Powered By Blogger

Sabtu, 31 Maret 2012

Tokoh = Ali Syari’ati, Sang Arsitek Revolusi Iran

Ali Syari’ati, Sang Arsitek Revolusi Iran

Salah satu pernyataan Syari’ati adalah ”Manusia menjadi ideal dengan mencari serta memperjuangkan umat manusia, dan dengan demikian, ia menemukan Tuhan”. Sedangkan ciri pemikiran Syari’ati menurut Shahrough Akhlavi adalah ”Agama harus ditransformasikan dari ajaran etika pribadi ke program revolusioner untuk mengubah dunia”(h.119)
Manusia sebagai khalifah digambarkan oleh Syari’ati sebagai manusia individu yang dimintai pertanggungjawaban oleh Tuhan sebegai individu. Karenanya, manusia adalah individu yang otonom, mempunyai kesadaran, mempunyai daya kreatifitas, dan mempunyai kebebasan kehendak. Pemikiran Syari’ati ini dipengaruhi oleh Eksistensialisme yang menekankan kebebasan dan otonomi individual.
Meski menekankan tindakan etis perorangan, Syari’ati menyatakan bahwa setiap individu mempunyai tanggungjawab untuk perubahan masyarakatnya. Sayri’ati percaya bahwa revolusi digerakkan pertama-tama dengan menggerakkan masing-masing individu. Gerakan individual itu akan mengarah pada gerakan massa. Hal ini terlihat secara konkrit dalam ibadah haji. Syari’ati memberikan tafsiran haji pada penekanan pentingnya kualitas individual, tapi pada akhirnya harus melebur dengan gerakan massa. Sayri’ati memandang revolusi dapat digerakkan saat individu mampu menjalankan kewajibannya masing-masing, yang kemudian melebur dengan gerakan mass itu.

### MATERI YANG DISEDIAKAN

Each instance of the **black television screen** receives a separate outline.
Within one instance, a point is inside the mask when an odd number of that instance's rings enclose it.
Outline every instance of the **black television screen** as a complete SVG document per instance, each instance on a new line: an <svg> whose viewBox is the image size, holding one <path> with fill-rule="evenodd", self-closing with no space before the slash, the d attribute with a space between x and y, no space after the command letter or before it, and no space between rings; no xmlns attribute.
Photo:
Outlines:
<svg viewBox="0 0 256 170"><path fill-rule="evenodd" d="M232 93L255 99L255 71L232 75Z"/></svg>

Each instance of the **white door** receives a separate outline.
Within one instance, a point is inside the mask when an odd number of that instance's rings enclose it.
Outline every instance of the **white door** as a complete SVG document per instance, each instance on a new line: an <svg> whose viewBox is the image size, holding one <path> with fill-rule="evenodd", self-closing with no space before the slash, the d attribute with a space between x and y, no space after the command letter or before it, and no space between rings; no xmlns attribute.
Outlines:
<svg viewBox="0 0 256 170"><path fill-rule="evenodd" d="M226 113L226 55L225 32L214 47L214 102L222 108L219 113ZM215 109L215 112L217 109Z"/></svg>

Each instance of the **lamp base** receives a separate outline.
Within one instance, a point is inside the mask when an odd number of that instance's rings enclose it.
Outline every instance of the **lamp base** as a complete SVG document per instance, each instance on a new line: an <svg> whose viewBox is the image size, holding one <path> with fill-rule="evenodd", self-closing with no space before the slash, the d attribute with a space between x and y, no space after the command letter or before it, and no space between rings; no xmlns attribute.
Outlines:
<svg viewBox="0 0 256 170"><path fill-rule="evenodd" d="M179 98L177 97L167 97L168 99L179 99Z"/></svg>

### TUGAS LATIHAN
Tuliskan kembali secara persis bagian teks tentang Ali Syari’ati, yakni rentang dari "Tokoh = Ali" hingga "dan otonomi individual.". Materi tersebut tidak diperlukan dalam pengerjaan ini.

### HASIL LATIHAN
Tokoh = Ali Syari’ati, Sang Arsitek Revolusi Iran

Ali Syari’ati, Sang Arsitek Revolusi Iran

Salah satu pernyataan Syari’ati adalah ”Manusia menjadi ideal dengan mencari serta memperjuangkan umat manusia, dan dengan demikian, ia menemukan Tuhan”. Sedangkan ciri pemikiran Syari’ati menurut Shahrough Akhlavi adalah ”Agama harus ditransformasikan dari ajaran etika pribadi ke program revolusioner untuk mengubah dunia”(h.119)
Manusia sebagai khalifah digambarkan oleh Syari’ati sebagai manusia individu yang dimintai pertanggungjawaban oleh Tuhan sebegai individu. Karenanya, manusia adalah individu yang otonom, mempunyai kesadaran, mempunyai daya kreatifitas, dan mempunyai kebebasan kehendak. Pemikiran Syari’ati ini dipengaruhi oleh Eksistensialisme yang menekankan kebebasan dan otonomi individual.